Written task. Extract the complete listing and output it unchanged.

Coordinate labeling data
--------------------------------
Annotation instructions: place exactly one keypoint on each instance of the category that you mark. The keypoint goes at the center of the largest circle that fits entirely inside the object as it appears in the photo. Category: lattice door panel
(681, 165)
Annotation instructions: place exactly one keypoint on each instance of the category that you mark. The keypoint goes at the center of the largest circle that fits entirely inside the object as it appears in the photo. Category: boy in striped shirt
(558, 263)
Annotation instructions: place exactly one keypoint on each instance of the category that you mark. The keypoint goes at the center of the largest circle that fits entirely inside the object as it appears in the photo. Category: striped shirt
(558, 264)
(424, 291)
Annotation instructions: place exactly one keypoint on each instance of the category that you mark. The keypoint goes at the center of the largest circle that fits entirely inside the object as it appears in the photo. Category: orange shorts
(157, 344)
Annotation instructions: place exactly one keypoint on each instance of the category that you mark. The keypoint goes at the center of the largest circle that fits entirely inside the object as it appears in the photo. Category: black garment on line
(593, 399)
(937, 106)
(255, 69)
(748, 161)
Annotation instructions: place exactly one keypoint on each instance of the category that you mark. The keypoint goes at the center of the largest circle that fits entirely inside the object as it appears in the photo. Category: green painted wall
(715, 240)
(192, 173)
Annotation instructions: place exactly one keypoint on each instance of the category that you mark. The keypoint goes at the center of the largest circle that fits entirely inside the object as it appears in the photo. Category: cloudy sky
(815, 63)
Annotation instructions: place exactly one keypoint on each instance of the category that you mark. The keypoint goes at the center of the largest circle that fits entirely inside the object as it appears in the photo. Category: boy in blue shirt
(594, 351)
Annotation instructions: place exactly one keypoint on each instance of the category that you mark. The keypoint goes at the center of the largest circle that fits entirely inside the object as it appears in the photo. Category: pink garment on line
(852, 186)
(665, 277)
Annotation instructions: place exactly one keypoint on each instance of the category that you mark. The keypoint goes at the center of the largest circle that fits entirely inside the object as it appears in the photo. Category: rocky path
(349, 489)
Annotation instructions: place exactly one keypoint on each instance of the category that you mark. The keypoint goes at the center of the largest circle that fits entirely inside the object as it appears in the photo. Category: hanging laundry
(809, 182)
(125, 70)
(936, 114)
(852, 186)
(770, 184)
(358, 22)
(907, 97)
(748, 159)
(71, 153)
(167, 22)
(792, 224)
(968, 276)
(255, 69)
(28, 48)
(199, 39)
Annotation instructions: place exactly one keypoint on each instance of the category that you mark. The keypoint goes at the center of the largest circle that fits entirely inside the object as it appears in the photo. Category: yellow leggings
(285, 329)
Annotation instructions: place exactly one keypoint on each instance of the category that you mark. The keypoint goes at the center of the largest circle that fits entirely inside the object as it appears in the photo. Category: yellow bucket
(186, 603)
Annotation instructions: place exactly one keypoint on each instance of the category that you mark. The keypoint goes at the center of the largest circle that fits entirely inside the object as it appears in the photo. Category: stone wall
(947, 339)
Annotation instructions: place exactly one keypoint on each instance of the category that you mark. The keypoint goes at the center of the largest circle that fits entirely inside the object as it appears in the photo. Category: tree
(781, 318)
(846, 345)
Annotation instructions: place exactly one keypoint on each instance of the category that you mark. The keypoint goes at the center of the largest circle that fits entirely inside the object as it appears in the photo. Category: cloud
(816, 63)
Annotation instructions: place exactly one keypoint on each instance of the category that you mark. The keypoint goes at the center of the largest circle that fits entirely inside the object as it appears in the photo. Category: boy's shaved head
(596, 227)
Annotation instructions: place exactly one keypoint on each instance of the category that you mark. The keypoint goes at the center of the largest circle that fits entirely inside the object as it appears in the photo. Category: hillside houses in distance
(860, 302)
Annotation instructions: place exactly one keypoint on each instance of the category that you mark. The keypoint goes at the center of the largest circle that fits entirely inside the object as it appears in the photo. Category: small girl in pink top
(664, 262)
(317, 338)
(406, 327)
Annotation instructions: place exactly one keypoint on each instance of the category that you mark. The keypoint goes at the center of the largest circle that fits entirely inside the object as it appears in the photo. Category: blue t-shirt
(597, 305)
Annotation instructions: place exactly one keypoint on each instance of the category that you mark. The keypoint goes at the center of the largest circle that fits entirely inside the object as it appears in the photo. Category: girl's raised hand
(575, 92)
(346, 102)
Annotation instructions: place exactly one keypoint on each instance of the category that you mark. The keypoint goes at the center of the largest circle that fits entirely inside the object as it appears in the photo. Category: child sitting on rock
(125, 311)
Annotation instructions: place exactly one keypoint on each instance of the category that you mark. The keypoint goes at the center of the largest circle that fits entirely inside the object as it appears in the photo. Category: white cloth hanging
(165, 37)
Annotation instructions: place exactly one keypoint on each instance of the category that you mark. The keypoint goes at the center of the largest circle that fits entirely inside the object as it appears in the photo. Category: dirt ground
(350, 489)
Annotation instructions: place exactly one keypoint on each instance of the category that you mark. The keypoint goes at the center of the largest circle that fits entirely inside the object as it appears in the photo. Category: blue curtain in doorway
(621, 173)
--------------------------------
Reply.
Annotation instructions: place exactly one keypoint on each instance of the category that you mark. The keypoint goes at the center of the largest circle that fits entirely inside the object as it appears in the photo. Category: lattice door panel
(681, 165)
Annotation instructions: place exactly one keypoint on each instance of the category that you mark. The keypoint goes at the center of the largest circle that fits entirely inside the object as it appears in the photo. Category: boy in striped shirt
(558, 263)
Annotation instructions: place exactly one keypoint on each instance of the category that you mark. The keypoint goes at the center of the largest circle that fits entirely inside the object as it appears in the photo. Category: striped shirt
(558, 264)
(424, 291)
Annotation instructions: place exactly one keypoint on each instance of the category that you mark. The keypoint goes at the center of the largest circle that fits entirely inside the object as it appears in the photo. Category: orange shorts
(157, 344)
Annotation instructions: place exactly one keypoint on each instance of the category that you mark. The keypoint goes at the center of the largest circle that fits entirely inside the object as it appears in the photo. Category: black garment on line
(593, 399)
(937, 106)
(255, 69)
(748, 161)
Annotation instructions: place exactly one keypoint on each instance of the category that you mark. The keypoint goes at the center of the largest circle that fits entirely inside the object as it appears in the photo. Category: green painted wall
(715, 240)
(192, 173)
Annotation instructions: place exactly one keypoint on each instance of the category that you mark. The keypoint goes at the center of the largest circle that fits entirely inside the object as it appears in the photo. Category: cloudy sky
(815, 63)
Annotation instructions: place exactly one keypoint on each instance of the category that you mark. The keypoint goes at the center of the largest circle that fits entirely inside the object as it appears in the photo. Category: boy in blue shirt
(594, 351)
Annotation instructions: place exactly one keypoint on each instance of the category that you mark. The keypoint goes at the center of the largest circle that fits entirely inside the object as it appears in the photo. Category: pink garment on line
(852, 186)
(665, 277)
Annotation instructions: place exactly one keypoint on each instance of the category that you mark. The keypoint goes at the center of the largest circle that fits entirely inside the object as it appears in the photo. Category: rocky path
(349, 489)
Annotation instructions: place exactly one keypoint on each instance of the category that you mark. The keypoint goes at the center of the largest circle that fits entirely inside the object as it appears in the photo. Category: hanging laundry
(809, 182)
(125, 70)
(936, 114)
(852, 186)
(770, 184)
(358, 22)
(907, 97)
(748, 159)
(71, 153)
(167, 22)
(792, 224)
(968, 276)
(255, 69)
(28, 48)
(199, 39)
Annotation instructions: place exactly one keypoint on each instance of the category that you mark. The keypoint goes at the center of the largest circle that fits entirely inside the object as it appears in the photo. Category: yellow leggings
(285, 329)
Annotation instructions: place exactly one keypoint on each instance of the category that you mark. The keypoint goes at the center of the largest circle that fits entirely inside the object as it appears in the photo. Category: yellow bucket
(186, 603)
Annotation instructions: place exactly one keypoint on each instance of the category that you mark. The keypoint goes at the center of the largest circle that fits entirely inside the object as it appears in the photo. Category: stone wall
(947, 339)
Annotation instructions: place exactly one keypoint on each instance of the category that you mark. The keypoint goes at the center of the largest circle that fits entirely inside the object as it appears in the photo. Category: tree
(781, 318)
(846, 345)
Annotation instructions: place exactly one keypoint on each instance of the category that you mark. The keypoint goes at the center of the largest circle that fits entirely inside the object as it appears in the photo. Category: cloud
(816, 63)
Annotation instructions: place exactly one keypoint on each instance of the category that you mark. The keypoint goes at the center of the largest circle that fits entirely inside the object as it appears in the photo. Category: boy's shaved head
(596, 227)
Annotation instructions: place exactly one keypoint on each instance of the category that you mark. The keypoint goes at the center of the largest circle that fits entirely inside the object as it appears in the photo. Category: hillside houses in distance
(860, 302)
Annotation instructions: place exactly one keypoint on each instance of the category that you mark. The keypoint goes at the center of the largest circle that fits entirely inside the object as it appears in the photo. Category: small girl in pink top
(664, 262)
(317, 338)
(406, 327)
Annotation instructions: place exactly one keypoint on each instance of the category that you mark. The keypoint goes at the center of the largest circle that fits entirely inside the object as it appears in the photo. Category: blue t-shirt
(597, 305)
Annotation instructions: place exactly one keypoint on each instance of the category that you mark. The keypoint goes at the center of the largest circle that fits entirely inside the object as it appears in the photo. Category: girl's raised hand
(575, 92)
(346, 102)
Annotation instructions: place exactly one keypoint on each instance of the category that you mark. The keypoint goes at the center of the largest circle that fits entirely inside the object as it appears in the photo. Category: child sitting on rock
(125, 311)
Annotation instructions: place exactly one keypoint on each instance of the category that you mark. The keypoint goes at the center of the largest circle that fits entirely inside the object as it appears in the photo. Category: white cloth hanging
(165, 37)
Annotation instructions: place exactly one keypoint on each instance of the category that you mark. The keypoint goes at the center of the largest circle that fits entirely inside the object as it appears in the photo. Category: dirt ground
(350, 489)
Annotation instructions: place exactly one keypoint on each instance of the category that you mark. The keypoint goes at the center of the largest circle that fits entirely inside the object as it appears in the photo. Category: blue curtain in doorway
(621, 173)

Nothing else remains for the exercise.